#### SOURCE EXTRACT
Donnie Smith

Personal information
- Full name: Donald W. Smith
- Date of birth: December 7, 1990 (age 35)
- Place of birth: Detroit, Michigan, United States
- Height: 1.80 m (5 ft 11 in)
- Positions: Left-back; left winger;

College career
- Years: Team / Apps / (Gls)
- 2010–2012: Charlotte 49ers

Senior career*
- Years: Team / Apps / (Gls)
- Carolina Dynamo / 34 / (1)
- 2013–2017: New England Revolution / 6 / (0)
- 2014: → Rochester Rhinos (loan) / 8 / (0)
- 2016: → Rochester Rhinos (loan) / 1 / (0)
- 2017: → Charlotte Independence (loan) / 10 / (0)
- 2018: Charlotte Independence / 7 / (0)

= Donnie Smith (soccer) =

American soccer player (born 1990)

Donald W. Smith (born December 7, 1990) is an American retired soccer player who played as a left back for the New England Revolution of MLS and the Charlotte Independence of the USL Championship.

==Career==

===Charlotte 49ers===
Smith attended Charlotte Catholic High School in Charlotte, North Carolina before playing at UNC-Charlotte. As a four-year player at Charlotte, Smith scored 18 goals with 10 assists in 82 appearances (45 starts) for the 49ers. From 2010 to 2012, Smith was named to the Atlantic-10 All-Conference team and in 2012 was named the Conference Midfielder of the Year. In 2011, Smith helped propel Charlotte to a runner-up finish in the NCAA Division I Men's Soccer Championship. He was named to the College Cup All-Tournament team after playing a key role in the 49ers run to the College Cup Championship game.

#### TASK BRIEF
Carry the Donnie Smith biography forward from its last sentence, writing the next part of his career.

#### STORED DATA
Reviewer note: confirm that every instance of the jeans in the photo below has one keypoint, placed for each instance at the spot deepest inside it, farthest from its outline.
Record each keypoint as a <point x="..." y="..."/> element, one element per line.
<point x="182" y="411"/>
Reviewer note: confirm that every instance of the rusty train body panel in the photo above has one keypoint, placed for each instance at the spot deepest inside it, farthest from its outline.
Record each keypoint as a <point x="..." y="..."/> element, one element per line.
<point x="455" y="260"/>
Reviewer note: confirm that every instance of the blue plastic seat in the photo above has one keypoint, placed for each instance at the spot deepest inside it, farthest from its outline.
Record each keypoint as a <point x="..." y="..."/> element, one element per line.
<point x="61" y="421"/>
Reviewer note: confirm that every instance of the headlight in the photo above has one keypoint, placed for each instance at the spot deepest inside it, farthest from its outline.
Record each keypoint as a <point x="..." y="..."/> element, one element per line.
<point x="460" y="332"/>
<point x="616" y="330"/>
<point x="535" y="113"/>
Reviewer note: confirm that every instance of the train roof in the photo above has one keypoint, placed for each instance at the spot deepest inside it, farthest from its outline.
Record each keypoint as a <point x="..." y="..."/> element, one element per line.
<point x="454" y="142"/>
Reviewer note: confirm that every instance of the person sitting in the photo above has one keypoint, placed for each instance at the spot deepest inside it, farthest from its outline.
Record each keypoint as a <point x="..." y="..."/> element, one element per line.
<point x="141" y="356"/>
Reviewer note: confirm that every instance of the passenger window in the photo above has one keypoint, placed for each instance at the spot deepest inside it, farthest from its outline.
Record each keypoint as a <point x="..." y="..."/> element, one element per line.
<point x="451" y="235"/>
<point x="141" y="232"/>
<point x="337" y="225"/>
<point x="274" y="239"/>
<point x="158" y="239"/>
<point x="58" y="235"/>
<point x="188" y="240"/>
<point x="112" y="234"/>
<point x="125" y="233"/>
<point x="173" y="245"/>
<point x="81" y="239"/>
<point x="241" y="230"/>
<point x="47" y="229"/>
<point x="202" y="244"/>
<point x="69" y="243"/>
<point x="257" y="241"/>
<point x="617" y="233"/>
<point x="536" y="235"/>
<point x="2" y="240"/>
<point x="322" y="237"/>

#### RESPONSE FOR THIS EXERCISE
===New England Revolution===
Smith was selected as the first pick in the 2nd round of the 2013 MLS SuperDraft and 21st pick overall by the New England Revolution on January 17, 2013. On March 9, 2013, Smith officially made his Major League Soccer debut for the Revolution in their match against the Chicago Fire.
Re-signed with the Revs on January 13, 2014.

===Charlotte Independence===
Smith signed with USL side Charlotte Independence on January 15, 2018.
He retired from professional soccer shortly after the conclusion of the 2018 season.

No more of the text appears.